*TASK DIRECTIONS*
Decide whether each of these statements agrees with the text on fondant and marzipan, answering yes or no and quoting the text's deciding words. 1. Poured fondant is made with gelatin. 2. Marzipan's large amount of almond paste gives it a stronger flavor than fondant. 3. Food coloring can be added to fondant but not to marzipan.

*SELECTION*
■ ■ ■ ■ ■ ■ ■

Both rolled and poured fondant use confectioner's sugar and light corn syrup, but poured uses a melted confectionery coating or white chocolate chips, whereas rolled uses a gelatin or shortening. Rolled fondant results in a pliable substance that can be rolled out and placed over iced cakes for a sleek, even look or cut and shaped into decorations. Poured fondant is a thick, but quick-drying, liquid mixture which can be poured over candies or desserts or into molds to make candies.
To make rolled fondant, the shortening is mixed with the syrup, then the vanilla and salt are added. The fondant is mixed into a dough and then rolled into sheets to place over cakes. Poured fondant is created by stirring sugar and syrup together with water and then adding a melted coating or chocolate and other flavorings. The mixture then must be poured over candies or into forms before it hardens.
Marzipan is made with almond paste as well as confectioner's sugar and corn syrup. Since marzipan contains a large amount of almond paste, it has a stronger, nuttier flavor than fondant. It has a soft, clay-like texture and so can be rolled out or shaped into candies. There are two main difference between poured fondant and marzipan, however. Poured fondant needs a form to shape it into candies whereas marzipan can be worked into a shape like clay, and marzipan is too thick to be poured as a coating.
Despite the fact that both rolled fondant and marzipan can be rolled out to cover cakes, only marzipan can also be shaped into candies. Although both fondant and marzipan are naturally white, food coloring can be added to either. Overall, marzipan is more versatile, able to accomplish alone what two types of fondant can.

■ ■ ■ ■ ■ ■ ■

*DATA PROVIDED*
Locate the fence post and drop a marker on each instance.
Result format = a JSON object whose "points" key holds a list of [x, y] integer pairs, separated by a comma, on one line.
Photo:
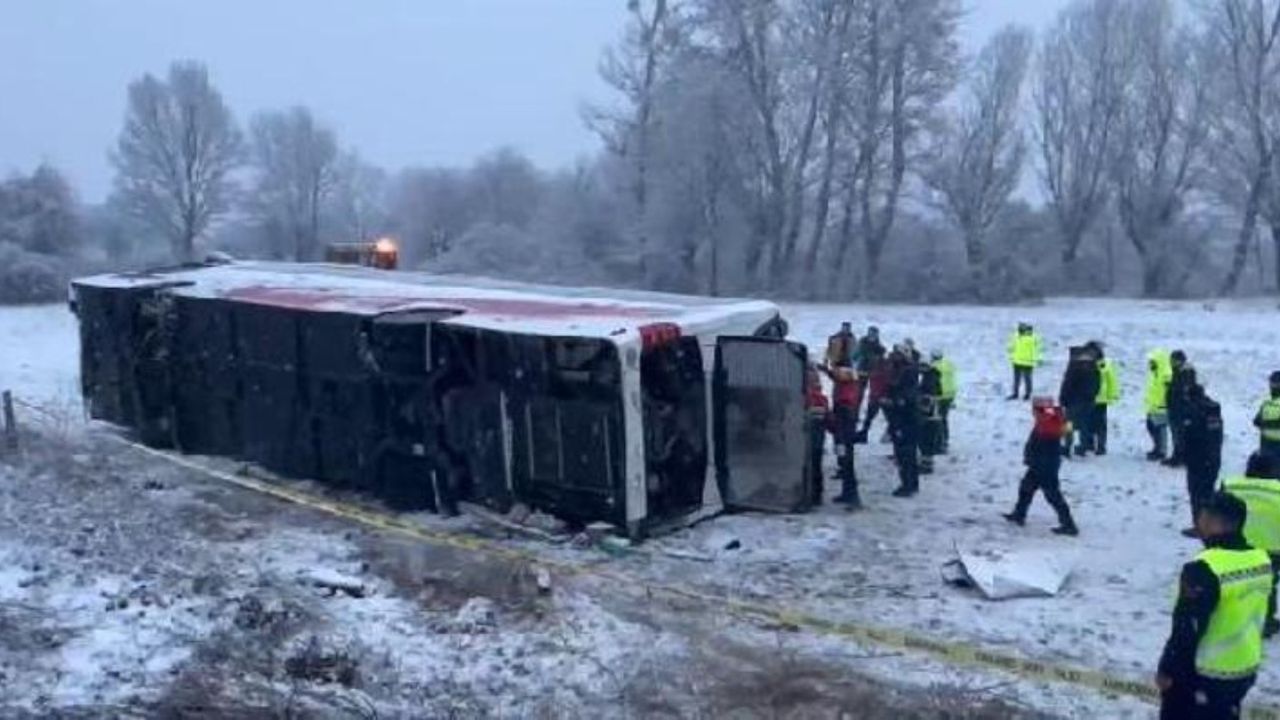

■ ■ ■ ■ ■ ■ ■

*SOLUTION TO THE EXERCISE*
1. No: "poured uses a melted confectionery coating or white chocolate chips, whereas rolled uses a gelatin or shortening"
2. Yes: "Since marzipan contains a large amount of almond paste, it has a stronger, nuttier flavor than fondant."
3. No: "food coloring can be added to either"